• Problem requirements:
Do not include the pictures; repeat the rest of the data exactly.

• Source data:
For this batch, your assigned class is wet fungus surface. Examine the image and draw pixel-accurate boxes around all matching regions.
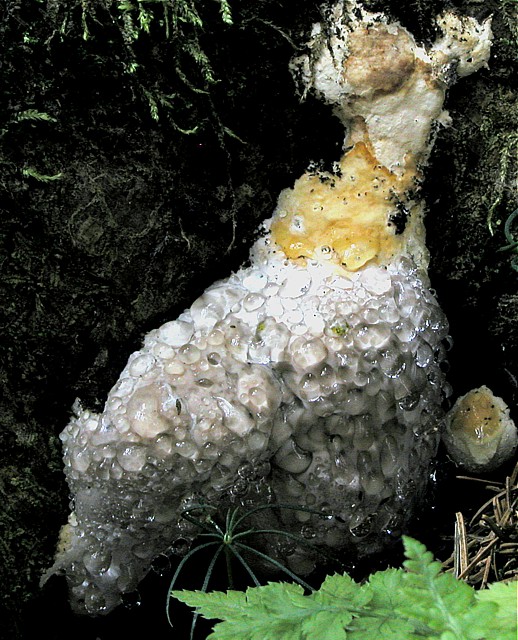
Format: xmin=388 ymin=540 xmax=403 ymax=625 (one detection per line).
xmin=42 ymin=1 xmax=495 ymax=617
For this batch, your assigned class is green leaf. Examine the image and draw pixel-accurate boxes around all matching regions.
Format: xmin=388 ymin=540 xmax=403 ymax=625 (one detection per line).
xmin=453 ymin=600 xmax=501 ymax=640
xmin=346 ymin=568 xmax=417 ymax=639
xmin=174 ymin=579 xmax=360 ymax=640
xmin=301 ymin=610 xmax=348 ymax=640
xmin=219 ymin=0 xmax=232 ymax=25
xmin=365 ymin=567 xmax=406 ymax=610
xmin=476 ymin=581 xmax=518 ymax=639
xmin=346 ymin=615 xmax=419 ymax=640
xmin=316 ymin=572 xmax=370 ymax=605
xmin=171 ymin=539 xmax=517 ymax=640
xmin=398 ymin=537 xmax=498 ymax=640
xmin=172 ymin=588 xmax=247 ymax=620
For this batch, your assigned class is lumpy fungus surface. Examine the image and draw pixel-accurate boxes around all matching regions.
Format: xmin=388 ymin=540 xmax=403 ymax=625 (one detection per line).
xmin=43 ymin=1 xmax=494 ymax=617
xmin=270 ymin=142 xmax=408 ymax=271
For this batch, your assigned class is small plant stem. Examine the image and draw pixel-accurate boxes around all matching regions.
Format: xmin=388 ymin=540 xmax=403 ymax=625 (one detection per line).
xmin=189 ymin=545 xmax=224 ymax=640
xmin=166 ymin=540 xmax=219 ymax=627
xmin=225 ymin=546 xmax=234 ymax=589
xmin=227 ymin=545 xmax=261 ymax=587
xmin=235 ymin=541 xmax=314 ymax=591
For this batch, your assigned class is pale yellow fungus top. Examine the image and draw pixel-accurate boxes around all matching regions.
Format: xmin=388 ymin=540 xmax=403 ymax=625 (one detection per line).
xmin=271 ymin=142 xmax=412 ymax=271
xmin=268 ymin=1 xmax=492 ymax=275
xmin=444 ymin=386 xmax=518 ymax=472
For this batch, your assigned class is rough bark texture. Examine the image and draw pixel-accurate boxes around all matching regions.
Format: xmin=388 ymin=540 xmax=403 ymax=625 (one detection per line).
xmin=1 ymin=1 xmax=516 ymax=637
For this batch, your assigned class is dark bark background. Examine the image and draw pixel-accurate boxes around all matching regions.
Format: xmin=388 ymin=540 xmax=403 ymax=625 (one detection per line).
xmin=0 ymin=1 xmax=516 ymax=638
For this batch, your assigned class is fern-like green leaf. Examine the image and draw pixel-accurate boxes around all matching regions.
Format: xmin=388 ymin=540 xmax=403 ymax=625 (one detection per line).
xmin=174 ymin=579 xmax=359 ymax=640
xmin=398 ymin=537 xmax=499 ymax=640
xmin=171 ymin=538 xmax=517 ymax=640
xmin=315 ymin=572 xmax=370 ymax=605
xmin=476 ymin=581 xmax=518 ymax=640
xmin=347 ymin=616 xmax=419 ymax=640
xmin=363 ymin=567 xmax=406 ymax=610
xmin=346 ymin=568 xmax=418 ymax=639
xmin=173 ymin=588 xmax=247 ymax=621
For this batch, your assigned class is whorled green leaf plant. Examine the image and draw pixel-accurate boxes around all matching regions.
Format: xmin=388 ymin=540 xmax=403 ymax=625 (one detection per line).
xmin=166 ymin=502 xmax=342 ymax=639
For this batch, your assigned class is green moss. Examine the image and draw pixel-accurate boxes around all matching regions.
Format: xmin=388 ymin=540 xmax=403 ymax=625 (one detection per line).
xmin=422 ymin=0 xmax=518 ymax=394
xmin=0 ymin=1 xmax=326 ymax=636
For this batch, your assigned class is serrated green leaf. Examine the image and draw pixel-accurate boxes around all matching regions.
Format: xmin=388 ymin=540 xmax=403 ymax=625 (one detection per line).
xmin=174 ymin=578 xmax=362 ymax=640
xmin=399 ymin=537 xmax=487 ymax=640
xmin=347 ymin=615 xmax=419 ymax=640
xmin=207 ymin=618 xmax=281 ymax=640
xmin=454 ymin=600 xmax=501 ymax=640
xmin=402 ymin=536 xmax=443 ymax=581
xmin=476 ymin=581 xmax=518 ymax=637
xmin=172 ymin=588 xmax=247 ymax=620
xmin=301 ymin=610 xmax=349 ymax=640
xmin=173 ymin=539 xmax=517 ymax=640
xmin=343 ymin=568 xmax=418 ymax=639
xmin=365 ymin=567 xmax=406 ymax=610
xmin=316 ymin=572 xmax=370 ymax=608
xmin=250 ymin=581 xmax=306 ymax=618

• Output for this exercise:
For this batch, your assigned class is wet fungus surface. Examine the image and draw pixel-accurate boxes around all matching regions.
Format: xmin=388 ymin=540 xmax=403 ymax=625 (one detection per line).
xmin=42 ymin=1 xmax=495 ymax=617
For this batch, your assigned class is green leaf. Examine the image and draw pixel-accurate boxes around all matching regions.
Format: xmin=388 ymin=540 xmax=403 ymax=625 (one detection per line).
xmin=453 ymin=600 xmax=501 ymax=640
xmin=346 ymin=568 xmax=417 ymax=639
xmin=174 ymin=579 xmax=360 ymax=640
xmin=301 ymin=610 xmax=348 ymax=640
xmin=219 ymin=0 xmax=232 ymax=25
xmin=365 ymin=567 xmax=406 ymax=610
xmin=476 ymin=581 xmax=518 ymax=639
xmin=346 ymin=615 xmax=419 ymax=640
xmin=316 ymin=572 xmax=370 ymax=605
xmin=171 ymin=539 xmax=517 ymax=640
xmin=398 ymin=537 xmax=498 ymax=640
xmin=172 ymin=588 xmax=247 ymax=620
For this batch, your assigned class is lumpy fungus surface. Examine the image and draw pixel-accurate boxes around all matching regions.
Format: xmin=388 ymin=540 xmax=403 ymax=625 (one detection per line).
xmin=43 ymin=1 xmax=494 ymax=617
xmin=270 ymin=142 xmax=408 ymax=271
For this batch, your assigned class is small plant stem. Examine the image and draw pixel-accurate boxes around all matching regions.
Format: xmin=388 ymin=540 xmax=403 ymax=625 (one detection per line).
xmin=189 ymin=545 xmax=224 ymax=640
xmin=166 ymin=540 xmax=219 ymax=627
xmin=225 ymin=546 xmax=234 ymax=589
xmin=227 ymin=545 xmax=261 ymax=587
xmin=235 ymin=541 xmax=314 ymax=591
For this batch, your assigned class is pale yellow fungus top. Examine the image and draw pixel-accurate boxes around all matching regions.
Format: xmin=388 ymin=540 xmax=403 ymax=625 (one detection per line).
xmin=271 ymin=142 xmax=412 ymax=271
xmin=268 ymin=1 xmax=492 ymax=275
xmin=444 ymin=386 xmax=518 ymax=472
For this batch, your assigned class is rough bark texture. Examine the image and draw pixel-accurate boxes around all matching regions.
Format: xmin=388 ymin=540 xmax=403 ymax=625 (one detection per line).
xmin=1 ymin=1 xmax=516 ymax=637
For this batch, your assigned class is dark bark background. Examine the image and draw pixel-accurate boxes around all matching regions.
Format: xmin=388 ymin=540 xmax=403 ymax=625 (one detection per line).
xmin=0 ymin=1 xmax=516 ymax=638
For this batch, your assigned class is fern-like green leaf. Examine the image and draw pixel-accurate boxes around all matching regions.
Format: xmin=388 ymin=540 xmax=403 ymax=625 (one detection per line).
xmin=174 ymin=579 xmax=359 ymax=640
xmin=398 ymin=537 xmax=499 ymax=640
xmin=171 ymin=538 xmax=517 ymax=640
xmin=315 ymin=572 xmax=370 ymax=605
xmin=476 ymin=581 xmax=518 ymax=640
xmin=347 ymin=616 xmax=419 ymax=640
xmin=363 ymin=567 xmax=406 ymax=610
xmin=346 ymin=568 xmax=418 ymax=639
xmin=173 ymin=588 xmax=247 ymax=621
For this batch, your assigned class is whorled green leaf plant. Examine the image and draw pixel-accurate boxes around all matching regions.
Format: xmin=388 ymin=540 xmax=403 ymax=625 (one detection per line).
xmin=166 ymin=502 xmax=342 ymax=639
For this batch, your assigned class is green moss. Examine the image and draw pixel-accurate boxes around all matching regions.
Format: xmin=388 ymin=540 xmax=403 ymax=625 (one detection per line).
xmin=422 ymin=0 xmax=518 ymax=394
xmin=0 ymin=1 xmax=326 ymax=636
For this batch, your assigned class is serrated green leaf. Examine the image and draw pixel-accurate boxes around all matching regions.
Format: xmin=388 ymin=540 xmax=403 ymax=625 (one detection per line).
xmin=174 ymin=578 xmax=362 ymax=640
xmin=399 ymin=537 xmax=487 ymax=640
xmin=347 ymin=615 xmax=419 ymax=640
xmin=207 ymin=618 xmax=281 ymax=640
xmin=454 ymin=600 xmax=501 ymax=640
xmin=402 ymin=536 xmax=443 ymax=581
xmin=476 ymin=581 xmax=518 ymax=637
xmin=172 ymin=588 xmax=247 ymax=620
xmin=301 ymin=610 xmax=349 ymax=640
xmin=173 ymin=539 xmax=517 ymax=640
xmin=343 ymin=568 xmax=418 ymax=639
xmin=365 ymin=567 xmax=406 ymax=610
xmin=316 ymin=572 xmax=370 ymax=608
xmin=250 ymin=581 xmax=306 ymax=618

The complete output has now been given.